#### [DIRECTIONS]
Among the lines below, which ones contain the word "swan"? Copy every such line.

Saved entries
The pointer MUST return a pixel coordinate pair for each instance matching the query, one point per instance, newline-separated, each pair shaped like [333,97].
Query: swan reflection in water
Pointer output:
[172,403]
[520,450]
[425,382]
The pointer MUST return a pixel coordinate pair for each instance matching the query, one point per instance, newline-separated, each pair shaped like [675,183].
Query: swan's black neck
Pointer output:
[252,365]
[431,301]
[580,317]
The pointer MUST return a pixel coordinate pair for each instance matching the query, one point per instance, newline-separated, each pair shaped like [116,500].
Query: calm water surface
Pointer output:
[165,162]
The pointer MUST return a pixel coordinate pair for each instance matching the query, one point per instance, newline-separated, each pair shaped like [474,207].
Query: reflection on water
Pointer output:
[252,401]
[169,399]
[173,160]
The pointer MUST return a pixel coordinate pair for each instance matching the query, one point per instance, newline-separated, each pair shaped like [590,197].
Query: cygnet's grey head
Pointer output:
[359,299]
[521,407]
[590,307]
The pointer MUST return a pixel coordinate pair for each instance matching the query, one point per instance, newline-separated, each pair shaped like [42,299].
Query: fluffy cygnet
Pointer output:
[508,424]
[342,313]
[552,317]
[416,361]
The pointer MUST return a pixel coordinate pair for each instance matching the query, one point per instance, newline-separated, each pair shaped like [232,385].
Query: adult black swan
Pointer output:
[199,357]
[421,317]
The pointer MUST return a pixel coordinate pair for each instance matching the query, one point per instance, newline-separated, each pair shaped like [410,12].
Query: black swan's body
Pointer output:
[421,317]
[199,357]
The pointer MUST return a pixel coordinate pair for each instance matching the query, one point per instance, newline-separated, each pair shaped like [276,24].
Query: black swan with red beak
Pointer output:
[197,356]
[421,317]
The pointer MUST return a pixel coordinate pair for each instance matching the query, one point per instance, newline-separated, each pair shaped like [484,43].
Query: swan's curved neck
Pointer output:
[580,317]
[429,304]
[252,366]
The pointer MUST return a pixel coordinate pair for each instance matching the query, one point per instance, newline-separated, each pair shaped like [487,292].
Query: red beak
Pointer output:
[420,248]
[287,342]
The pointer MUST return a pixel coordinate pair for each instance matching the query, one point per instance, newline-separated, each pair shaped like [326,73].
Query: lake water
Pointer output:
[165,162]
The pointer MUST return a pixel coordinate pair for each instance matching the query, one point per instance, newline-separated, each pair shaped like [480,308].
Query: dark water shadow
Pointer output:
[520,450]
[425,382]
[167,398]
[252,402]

#### [SOLUTION BELOW]
Query: swan reflection in water
Query: swan's black neck
Query: adult black swan
Query: black swan's body
Query: black swan with red beak
Query: swan's curved neck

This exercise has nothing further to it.